**PAGE:**
>>>
News Summary - November 30, 2022 Edition
Landfill injection well installation progress
The drilling of an injection well at the landfill was off to a slow start because of weather and other factors, but the project moved forward with the drilling company working through the holiday weekend. After hitting an obstruction at a depth of 88 feet, the drilling bit was angled to break up the obstruction.
When completed, the injection well will be at a depth of about 2,305 feet. Discussion took place about whether leachate will have to be pumped up to a level that will allow gravity feed into the well, and Connie Gerrie, landfill administrator, said the leachate feed might have to be screened before going into the well. The goal is to be able to use the injection well in the spring.
Council members hope to improve Emerick Park playground
Council members for the Village of Hillman are hoping to use grant funding from the Department of Natural Resources to enhance the playground at Emerick Park. Along with funding from Hillman Power Company, the playground could see improvements totaling about $150,000.
<<<
**TASK:**
Write out the news summary starting with "When completed, the" and going on through "in the spring.", substituting "wastewater" for each "leachate".

**LISTED ENTRIES:**
>>>
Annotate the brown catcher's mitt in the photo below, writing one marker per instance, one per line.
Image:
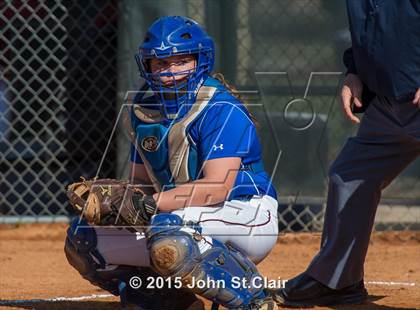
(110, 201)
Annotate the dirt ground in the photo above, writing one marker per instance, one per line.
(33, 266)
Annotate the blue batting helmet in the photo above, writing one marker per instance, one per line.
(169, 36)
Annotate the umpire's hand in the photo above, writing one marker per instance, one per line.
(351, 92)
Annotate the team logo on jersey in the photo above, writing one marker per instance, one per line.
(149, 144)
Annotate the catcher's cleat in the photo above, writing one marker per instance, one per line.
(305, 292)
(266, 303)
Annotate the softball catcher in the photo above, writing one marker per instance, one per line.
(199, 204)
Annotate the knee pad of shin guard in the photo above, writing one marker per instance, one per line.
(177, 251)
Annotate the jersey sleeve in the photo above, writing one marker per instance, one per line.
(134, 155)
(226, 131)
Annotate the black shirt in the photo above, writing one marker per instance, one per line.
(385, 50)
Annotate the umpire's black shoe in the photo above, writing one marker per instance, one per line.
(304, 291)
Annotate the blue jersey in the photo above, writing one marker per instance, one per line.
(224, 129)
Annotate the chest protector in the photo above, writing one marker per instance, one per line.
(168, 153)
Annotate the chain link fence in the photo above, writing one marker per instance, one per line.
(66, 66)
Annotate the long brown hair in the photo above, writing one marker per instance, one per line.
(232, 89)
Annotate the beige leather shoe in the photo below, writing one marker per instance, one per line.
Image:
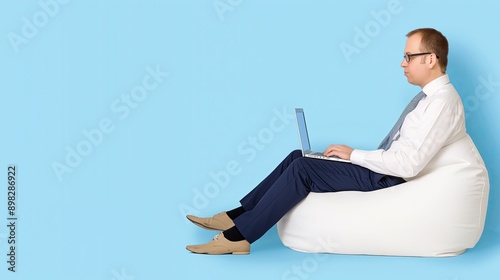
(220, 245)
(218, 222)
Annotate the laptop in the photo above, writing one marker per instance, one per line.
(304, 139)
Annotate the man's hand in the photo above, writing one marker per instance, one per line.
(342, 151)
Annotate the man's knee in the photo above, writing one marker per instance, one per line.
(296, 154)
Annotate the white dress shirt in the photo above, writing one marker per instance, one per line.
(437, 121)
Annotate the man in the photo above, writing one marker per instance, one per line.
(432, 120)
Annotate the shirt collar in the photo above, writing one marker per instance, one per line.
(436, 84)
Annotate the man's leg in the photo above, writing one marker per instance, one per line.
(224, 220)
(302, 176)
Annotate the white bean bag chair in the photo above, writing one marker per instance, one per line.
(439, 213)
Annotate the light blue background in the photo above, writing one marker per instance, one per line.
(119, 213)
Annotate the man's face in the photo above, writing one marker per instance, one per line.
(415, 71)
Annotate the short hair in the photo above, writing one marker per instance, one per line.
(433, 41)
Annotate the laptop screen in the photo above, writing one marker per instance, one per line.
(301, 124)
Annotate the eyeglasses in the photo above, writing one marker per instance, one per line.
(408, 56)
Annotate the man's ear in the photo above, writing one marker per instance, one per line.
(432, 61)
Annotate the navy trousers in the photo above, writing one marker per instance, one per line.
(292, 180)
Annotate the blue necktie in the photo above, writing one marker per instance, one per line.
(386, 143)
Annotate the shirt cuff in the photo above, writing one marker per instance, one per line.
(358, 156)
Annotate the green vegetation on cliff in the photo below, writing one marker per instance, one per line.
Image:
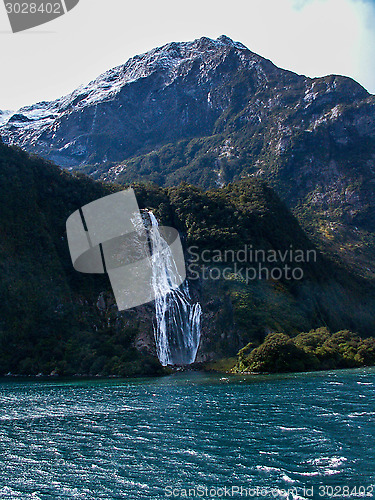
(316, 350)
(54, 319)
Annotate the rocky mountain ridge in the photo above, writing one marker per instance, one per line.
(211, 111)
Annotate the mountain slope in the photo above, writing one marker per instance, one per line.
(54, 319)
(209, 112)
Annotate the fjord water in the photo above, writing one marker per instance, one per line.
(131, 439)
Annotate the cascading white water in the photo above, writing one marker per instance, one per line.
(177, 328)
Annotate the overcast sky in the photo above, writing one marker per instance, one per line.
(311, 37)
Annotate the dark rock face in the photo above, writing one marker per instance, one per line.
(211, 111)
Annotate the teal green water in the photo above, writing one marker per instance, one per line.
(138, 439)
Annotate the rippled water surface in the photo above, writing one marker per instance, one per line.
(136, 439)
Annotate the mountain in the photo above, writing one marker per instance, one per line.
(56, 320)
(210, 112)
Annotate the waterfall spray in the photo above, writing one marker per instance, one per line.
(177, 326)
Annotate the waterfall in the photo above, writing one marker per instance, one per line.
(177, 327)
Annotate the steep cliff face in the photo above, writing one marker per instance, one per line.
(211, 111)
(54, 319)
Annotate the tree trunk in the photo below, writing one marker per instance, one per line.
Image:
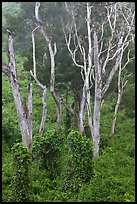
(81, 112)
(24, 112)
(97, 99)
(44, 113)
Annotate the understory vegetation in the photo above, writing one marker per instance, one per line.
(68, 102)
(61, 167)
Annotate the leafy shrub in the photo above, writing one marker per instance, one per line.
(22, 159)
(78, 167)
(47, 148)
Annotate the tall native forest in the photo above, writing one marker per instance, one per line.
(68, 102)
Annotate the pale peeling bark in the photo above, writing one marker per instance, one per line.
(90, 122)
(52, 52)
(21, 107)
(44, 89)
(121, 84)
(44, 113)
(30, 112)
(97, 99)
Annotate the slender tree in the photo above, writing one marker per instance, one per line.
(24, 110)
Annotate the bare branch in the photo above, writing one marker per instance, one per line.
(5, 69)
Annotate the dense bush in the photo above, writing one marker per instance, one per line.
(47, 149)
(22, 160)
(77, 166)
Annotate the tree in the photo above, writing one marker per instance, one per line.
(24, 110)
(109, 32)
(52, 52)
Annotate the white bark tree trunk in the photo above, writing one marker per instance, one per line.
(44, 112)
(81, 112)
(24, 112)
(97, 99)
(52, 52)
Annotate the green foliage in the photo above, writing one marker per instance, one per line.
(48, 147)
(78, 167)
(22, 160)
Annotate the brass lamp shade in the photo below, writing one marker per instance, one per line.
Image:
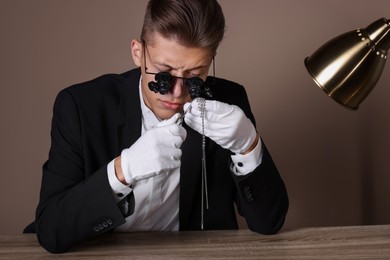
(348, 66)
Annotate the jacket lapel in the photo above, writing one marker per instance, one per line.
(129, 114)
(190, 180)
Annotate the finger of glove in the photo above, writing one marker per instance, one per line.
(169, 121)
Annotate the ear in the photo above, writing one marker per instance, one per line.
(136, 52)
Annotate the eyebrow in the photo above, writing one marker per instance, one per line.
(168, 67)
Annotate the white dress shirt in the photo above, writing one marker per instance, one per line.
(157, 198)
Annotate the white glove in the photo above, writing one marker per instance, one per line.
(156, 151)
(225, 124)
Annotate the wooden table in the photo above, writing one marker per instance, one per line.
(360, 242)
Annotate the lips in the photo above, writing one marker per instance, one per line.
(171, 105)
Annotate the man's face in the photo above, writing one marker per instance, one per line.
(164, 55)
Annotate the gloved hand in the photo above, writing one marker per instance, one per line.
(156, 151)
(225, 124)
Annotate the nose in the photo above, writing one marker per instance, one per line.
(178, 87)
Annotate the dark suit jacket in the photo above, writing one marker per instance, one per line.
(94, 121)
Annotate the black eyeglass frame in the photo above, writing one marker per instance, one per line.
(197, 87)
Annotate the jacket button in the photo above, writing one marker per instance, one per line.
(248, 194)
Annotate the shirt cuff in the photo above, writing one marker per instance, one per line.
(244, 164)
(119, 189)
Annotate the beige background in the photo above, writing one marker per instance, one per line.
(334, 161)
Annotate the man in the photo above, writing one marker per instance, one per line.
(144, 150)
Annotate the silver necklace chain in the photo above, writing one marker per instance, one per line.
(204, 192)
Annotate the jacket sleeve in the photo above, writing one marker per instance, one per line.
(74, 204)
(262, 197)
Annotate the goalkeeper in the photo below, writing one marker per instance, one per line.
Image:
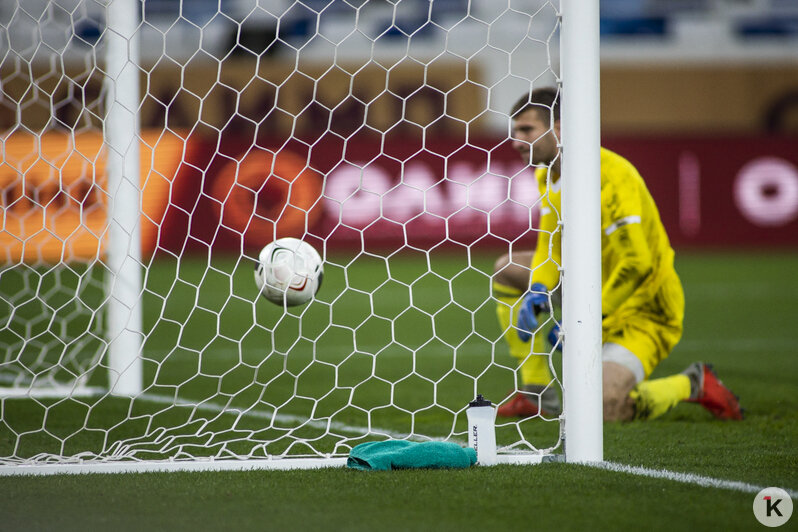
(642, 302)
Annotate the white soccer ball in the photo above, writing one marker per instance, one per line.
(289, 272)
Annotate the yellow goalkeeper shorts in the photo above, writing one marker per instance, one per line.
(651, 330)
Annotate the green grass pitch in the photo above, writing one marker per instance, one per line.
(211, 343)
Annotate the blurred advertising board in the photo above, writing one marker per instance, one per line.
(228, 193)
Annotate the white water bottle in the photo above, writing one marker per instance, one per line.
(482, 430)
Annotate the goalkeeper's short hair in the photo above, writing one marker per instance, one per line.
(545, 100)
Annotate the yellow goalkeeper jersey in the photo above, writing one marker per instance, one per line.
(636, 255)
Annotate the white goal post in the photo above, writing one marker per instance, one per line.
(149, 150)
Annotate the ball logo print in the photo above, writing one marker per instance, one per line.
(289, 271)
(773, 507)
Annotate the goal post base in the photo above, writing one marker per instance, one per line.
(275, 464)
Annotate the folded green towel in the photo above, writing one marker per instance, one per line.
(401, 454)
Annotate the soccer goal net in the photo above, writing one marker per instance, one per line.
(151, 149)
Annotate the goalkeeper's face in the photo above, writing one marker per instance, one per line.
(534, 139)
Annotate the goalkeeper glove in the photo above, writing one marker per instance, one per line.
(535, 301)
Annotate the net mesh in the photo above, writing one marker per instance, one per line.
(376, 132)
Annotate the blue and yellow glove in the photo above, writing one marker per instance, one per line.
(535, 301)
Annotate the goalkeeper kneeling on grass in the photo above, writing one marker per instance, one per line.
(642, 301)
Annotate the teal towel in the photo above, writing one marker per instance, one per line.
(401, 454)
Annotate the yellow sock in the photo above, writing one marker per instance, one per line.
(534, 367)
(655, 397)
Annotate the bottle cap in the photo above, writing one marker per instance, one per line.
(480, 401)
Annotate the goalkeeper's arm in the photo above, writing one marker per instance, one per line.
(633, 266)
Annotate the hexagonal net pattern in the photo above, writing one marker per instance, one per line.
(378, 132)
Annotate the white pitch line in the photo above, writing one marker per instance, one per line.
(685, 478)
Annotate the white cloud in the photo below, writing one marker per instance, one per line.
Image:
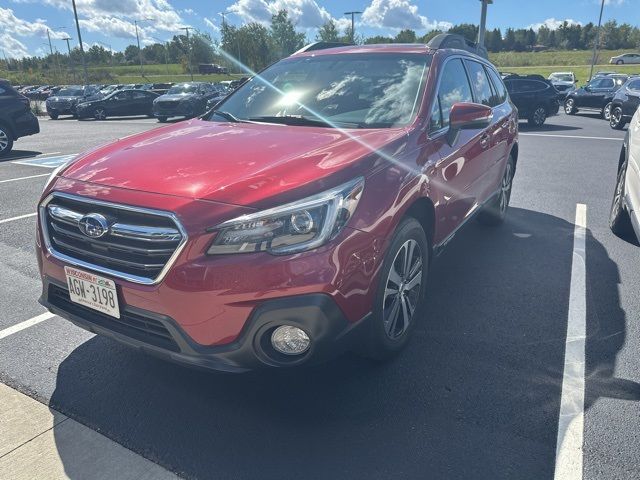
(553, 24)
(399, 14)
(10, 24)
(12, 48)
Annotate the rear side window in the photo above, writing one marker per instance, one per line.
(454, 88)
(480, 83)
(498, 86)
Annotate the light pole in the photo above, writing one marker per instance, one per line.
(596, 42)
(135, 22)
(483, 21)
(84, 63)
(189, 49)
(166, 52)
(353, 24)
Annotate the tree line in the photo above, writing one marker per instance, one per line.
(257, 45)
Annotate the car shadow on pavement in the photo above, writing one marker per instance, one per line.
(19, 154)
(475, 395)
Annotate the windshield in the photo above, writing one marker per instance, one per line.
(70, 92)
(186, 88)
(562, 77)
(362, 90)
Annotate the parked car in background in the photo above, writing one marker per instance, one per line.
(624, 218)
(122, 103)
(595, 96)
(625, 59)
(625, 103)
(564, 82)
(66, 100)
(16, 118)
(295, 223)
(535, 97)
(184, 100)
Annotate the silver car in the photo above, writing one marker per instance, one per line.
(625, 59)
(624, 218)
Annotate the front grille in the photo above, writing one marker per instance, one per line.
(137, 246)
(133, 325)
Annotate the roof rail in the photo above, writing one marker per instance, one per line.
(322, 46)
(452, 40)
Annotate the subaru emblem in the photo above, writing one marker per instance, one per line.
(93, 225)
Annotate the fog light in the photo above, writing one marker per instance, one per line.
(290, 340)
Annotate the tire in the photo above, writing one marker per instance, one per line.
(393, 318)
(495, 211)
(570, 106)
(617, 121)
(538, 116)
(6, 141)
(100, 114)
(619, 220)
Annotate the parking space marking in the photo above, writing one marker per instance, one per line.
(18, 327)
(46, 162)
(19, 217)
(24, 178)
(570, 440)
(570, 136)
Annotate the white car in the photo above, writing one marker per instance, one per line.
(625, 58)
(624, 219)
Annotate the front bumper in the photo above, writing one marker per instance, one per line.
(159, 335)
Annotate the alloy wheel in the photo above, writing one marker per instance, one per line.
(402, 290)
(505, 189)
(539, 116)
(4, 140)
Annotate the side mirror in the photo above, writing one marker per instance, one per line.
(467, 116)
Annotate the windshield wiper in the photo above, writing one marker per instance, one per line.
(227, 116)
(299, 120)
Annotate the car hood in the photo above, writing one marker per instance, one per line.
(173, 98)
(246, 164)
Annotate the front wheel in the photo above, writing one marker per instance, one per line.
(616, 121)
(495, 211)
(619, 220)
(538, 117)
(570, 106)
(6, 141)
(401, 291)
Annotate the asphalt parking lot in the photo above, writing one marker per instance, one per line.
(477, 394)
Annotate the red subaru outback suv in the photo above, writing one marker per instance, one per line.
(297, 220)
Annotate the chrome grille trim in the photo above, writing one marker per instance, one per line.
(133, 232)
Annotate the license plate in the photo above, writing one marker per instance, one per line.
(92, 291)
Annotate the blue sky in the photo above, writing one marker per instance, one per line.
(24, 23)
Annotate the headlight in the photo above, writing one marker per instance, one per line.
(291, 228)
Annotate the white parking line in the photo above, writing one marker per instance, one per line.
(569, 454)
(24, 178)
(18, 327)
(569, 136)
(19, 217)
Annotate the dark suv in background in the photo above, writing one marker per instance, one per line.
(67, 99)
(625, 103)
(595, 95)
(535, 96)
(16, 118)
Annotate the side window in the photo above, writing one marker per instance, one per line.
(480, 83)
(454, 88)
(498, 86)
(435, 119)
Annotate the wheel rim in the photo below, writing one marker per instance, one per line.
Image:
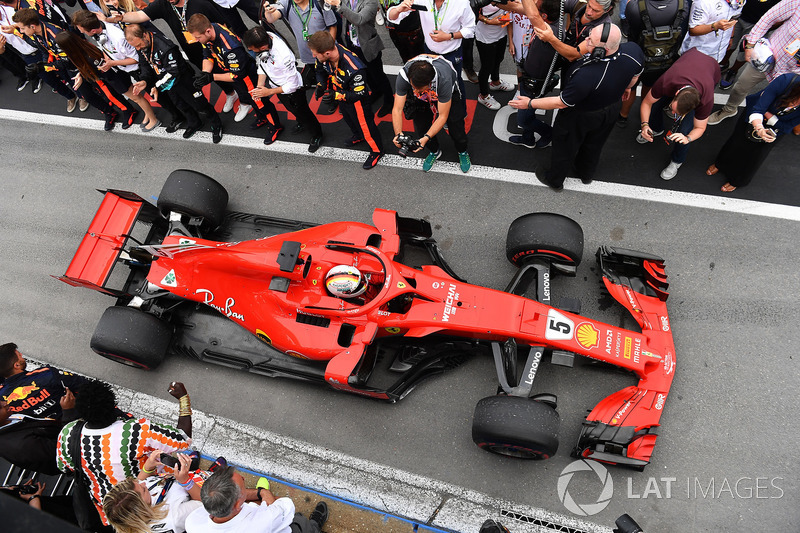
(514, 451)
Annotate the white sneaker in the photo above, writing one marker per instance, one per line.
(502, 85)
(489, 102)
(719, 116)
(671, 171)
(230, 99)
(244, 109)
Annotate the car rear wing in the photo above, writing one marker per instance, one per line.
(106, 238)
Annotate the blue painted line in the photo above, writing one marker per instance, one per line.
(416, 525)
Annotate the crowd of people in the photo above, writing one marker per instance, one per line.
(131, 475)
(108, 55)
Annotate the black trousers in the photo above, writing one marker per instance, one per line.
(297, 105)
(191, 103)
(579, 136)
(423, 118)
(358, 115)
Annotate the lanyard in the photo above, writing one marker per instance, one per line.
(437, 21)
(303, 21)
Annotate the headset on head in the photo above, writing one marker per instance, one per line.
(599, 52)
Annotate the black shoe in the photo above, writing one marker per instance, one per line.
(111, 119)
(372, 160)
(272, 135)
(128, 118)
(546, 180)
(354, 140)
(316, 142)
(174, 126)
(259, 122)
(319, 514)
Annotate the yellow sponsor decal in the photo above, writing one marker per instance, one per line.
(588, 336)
<<<
**ANSWER IN FULL:**
When completed, the injection well will be at a depth of about 2,305 feet. Discussion took place about whether wastewater will have to be pumped up to a level that will allow gravity feed into the well, and Connie Gerrie, landfill administrator, said the wastewater feed might have to be screened before going into the well. The goal is to be able to use the injection well in the spring.